INSTRUCTION 1
Decide whether each statement below agrees with the interview on Standard Chartered Bank. For each, answer yes or no and quote the deciding words of the interview exactly.
(a) Close to a quarter of the bank's credit card customers are now acquired online.
(b) For wholesale customers, the bank localizes its products extensively even when no regulation requires it.
(c) The low-cost branch model being developed would run at half the cost of a traditional branch.

How does Standard Chartered Bank see global-local as a concept?
For a bank of our size in India, it works both ways. On the retail side, the requirement to go local becomes very important. It cuts across whether it’s a product offering, features of the product, underwriting standards or the channels that you adopt. For wholesale customers, there may be a difference in the sophistication of products, but you don’t localise that much except when there is a regulatory requirement.

On the flip side, markets like India offer a huge opportunity for finding models that can then be adopted in countries of similar geography, scale or size. For instance, in India, we are looking at a low-cost branch model. Clearly, if you have an ambition to open a few hundred branches, we don’t want to adopt the traditional brick and mortar approach that we’ve had for the past many years.

What we are thinking of is a model that is going to be high on technology, but low on cost. I am not suggesting that we have got there already, but if we crack that model, we can then migrate it to markets like China, Indonesia and parts of Africa.

So, it works both ways in terms of bringing the best practices from developed markets into India, at the same time looking at India as a market where you can develop new models to be transferred out.

How far are you from cracking the low-cost branch model and at what level of cost reduction?
We are hoping that we will able to come up with something in the next 6-12 months, to be able to deliver a very low-cost solution, but not low on features. It is 30 per cent of the cost, but 100 per cent of the features. It is that kind of a model. If one looks at banking, there is a clear risk that it may go the telecom way, which is, it will remain a hugely profitable business or industry, but a hugely competitive one where the tariffs or prices and charges have only one way to go — down. Therefore, you really need to adapt.

Banking will be big scale, big volumes, but at the same time, margins will have to be protected by low cost of delivery. The low-cost branch is only a manifestation of one of the things that we will be doing.

Today, we are acquiring close to 25 per cent of our credit card customers online, which has brought down our cost by an eighth. By putting customers onto a mobile platform, we can bring down the cost by as much as 75 per cent compared to a branch or a call centre. Those are the things we are working towards.

The analogy with telecom is interesting, but for that kind of volume you need be unfettered by the restrictions that foreign banks face in India...
We ultimately want to use technology in a way where, with or without having more branches, we are able to reach a lot more customers, a lot more clients. That’s where technology plays a role.

I am not saying we are going to start banking millions of customers from tomorrow, next month or next year, but if you can harness technology, you can do many times of what you are doing.        

If you are acquiring so many customers online, does the branch model remain relevant? Can you not reach out to markets where you don’t have branches?
 We do not do that because then servicing becomes an issue. Ultimately, you require servicing. You need to know the market in a particular town, city or area. We have our own standards on how much distance you can cover from a certain branch. But that has increased based on technological capability. Earlier, we could do a 15-30 km range. We can widen that much more by just using the various touch points — ranging from a call centre to online to mobile banking to ATMs. That’s only going to expand.

INSTRUCTION 2
In the listing below, copy the lines from the line containing "Q: For each instance of the wooden post" up to and including the line containing "x=328, y=202", reproducing them verbatim.

DATASET EXCERPTS
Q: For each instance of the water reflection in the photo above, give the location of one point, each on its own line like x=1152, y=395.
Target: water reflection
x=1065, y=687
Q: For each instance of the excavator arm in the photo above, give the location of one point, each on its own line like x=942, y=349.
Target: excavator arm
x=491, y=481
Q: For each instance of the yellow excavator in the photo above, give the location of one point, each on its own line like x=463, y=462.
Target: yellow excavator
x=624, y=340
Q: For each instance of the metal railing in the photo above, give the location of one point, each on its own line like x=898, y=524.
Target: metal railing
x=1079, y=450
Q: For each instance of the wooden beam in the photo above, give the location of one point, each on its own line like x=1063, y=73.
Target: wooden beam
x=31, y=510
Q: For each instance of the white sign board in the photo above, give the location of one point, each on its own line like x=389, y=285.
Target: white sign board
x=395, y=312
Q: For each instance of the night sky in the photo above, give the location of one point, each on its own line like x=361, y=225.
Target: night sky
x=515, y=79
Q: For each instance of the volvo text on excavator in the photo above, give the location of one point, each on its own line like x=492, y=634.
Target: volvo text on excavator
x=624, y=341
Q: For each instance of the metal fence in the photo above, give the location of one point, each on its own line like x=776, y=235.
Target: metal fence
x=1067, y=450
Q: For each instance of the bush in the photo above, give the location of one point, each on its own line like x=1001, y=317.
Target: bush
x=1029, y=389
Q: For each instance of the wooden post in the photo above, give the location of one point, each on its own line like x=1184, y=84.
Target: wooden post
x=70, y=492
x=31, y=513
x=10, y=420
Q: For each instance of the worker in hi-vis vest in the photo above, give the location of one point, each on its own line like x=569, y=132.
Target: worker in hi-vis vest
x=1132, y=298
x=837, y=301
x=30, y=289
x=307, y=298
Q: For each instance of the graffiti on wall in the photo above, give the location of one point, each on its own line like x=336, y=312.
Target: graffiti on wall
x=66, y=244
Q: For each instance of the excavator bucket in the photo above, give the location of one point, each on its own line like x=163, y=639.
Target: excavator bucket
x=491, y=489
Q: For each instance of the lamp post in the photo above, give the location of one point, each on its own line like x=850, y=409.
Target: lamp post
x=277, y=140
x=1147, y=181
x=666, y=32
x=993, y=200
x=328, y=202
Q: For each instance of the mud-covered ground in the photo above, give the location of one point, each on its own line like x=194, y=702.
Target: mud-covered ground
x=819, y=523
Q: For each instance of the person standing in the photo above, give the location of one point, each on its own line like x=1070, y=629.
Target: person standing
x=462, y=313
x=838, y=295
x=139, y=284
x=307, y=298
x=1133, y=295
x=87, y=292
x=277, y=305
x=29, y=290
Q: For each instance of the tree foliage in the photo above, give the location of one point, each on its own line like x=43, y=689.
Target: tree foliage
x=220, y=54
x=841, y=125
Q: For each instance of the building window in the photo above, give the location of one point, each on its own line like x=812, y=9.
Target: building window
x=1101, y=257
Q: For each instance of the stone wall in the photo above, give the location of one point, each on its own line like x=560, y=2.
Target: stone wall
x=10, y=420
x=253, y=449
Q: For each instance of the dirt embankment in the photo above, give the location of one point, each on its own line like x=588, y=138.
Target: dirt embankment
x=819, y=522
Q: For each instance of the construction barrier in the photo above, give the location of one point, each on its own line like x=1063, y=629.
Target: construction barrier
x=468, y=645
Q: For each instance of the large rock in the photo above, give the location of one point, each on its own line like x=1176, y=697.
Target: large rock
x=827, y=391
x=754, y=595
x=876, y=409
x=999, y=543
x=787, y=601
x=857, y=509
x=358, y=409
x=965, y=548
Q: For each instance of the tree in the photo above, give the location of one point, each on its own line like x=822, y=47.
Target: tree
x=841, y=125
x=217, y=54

FULL RESPONSE 1
(a) Yes: "Today, we are acquiring close to 25 per cent of our credit card customers online"
(b) No: "you don’t localise that much except when there is a regulatory requirement."
(c) No: "It is 30 per cent of the cost, but 100 per cent of the features."

FULL RESPONSE 2
Q: For each instance of the wooden post in the photo above, give the location of one point, each on its own line like x=1184, y=84.
Target: wooden post
x=70, y=492
x=31, y=513
x=10, y=420
Q: For each instance of the worker in hi-vis vest in the photo above, give the location of one point, each on its own line like x=569, y=132.
Target: worker in hi-vis vest
x=1132, y=298
x=837, y=301
x=30, y=289
x=307, y=298
Q: For each instance of the graffiti on wall in the photo above, give the location of one point, each on its own line like x=336, y=312.
Target: graffiti on wall
x=66, y=244
Q: For each instance of the excavator bucket in the photo above, give the location of one point, each on its own line like x=163, y=639.
Target: excavator bucket
x=491, y=489
Q: For each instance of the lamp post in the photo above, give the location of one point, each on its own line like x=850, y=409.
Target: lamp post
x=277, y=140
x=1147, y=181
x=666, y=32
x=993, y=200
x=328, y=202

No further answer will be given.